*Work to complete*. Among the records below, find the line that has "Target: hazy sky"; from there, give the lines again exactly, and stop after the line that has "Where can the large".

*Records shown*.
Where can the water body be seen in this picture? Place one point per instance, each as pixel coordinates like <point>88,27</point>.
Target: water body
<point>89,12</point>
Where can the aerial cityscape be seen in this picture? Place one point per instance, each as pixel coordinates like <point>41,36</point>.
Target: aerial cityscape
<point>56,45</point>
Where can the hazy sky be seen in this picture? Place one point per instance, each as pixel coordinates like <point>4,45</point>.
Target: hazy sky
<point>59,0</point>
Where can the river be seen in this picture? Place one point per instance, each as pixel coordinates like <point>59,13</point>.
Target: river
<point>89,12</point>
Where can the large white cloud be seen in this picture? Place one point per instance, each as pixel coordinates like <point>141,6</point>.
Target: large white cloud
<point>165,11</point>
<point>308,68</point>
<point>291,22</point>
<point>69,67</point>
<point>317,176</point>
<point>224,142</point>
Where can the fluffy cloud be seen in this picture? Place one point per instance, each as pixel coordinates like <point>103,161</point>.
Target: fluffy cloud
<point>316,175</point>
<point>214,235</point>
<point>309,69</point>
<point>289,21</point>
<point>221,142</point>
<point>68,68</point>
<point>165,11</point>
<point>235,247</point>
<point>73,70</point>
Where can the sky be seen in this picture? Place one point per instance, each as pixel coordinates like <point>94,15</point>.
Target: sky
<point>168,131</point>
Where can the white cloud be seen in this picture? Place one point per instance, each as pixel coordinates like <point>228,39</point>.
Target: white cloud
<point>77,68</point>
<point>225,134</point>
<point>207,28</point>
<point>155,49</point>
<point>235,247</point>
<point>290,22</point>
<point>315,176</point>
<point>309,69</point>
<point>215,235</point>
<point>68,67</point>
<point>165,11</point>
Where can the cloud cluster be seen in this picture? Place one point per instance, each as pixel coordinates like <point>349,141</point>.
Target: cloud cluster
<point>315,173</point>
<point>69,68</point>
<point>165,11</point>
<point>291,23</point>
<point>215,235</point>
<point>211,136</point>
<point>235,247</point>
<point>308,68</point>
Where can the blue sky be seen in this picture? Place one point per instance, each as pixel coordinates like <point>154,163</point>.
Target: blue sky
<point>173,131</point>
...
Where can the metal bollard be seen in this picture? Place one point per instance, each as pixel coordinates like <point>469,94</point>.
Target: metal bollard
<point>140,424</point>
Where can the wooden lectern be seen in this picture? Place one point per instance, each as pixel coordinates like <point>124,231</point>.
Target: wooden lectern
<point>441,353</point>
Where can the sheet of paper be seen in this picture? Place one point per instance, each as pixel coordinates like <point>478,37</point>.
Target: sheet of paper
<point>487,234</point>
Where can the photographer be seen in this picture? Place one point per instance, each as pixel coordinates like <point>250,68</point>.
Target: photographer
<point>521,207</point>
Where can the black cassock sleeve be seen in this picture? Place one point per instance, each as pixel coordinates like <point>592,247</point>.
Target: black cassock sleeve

*Response to the task*.
Target: hazy sky
<point>59,0</point>
Where can the river be seen in this picture? Place one point per instance, each as pixel coordinates like <point>59,13</point>.
Target: river
<point>89,12</point>
Where can the large white cloud be seen in this picture? Place one point per instance, each as pixel coordinates like <point>141,6</point>.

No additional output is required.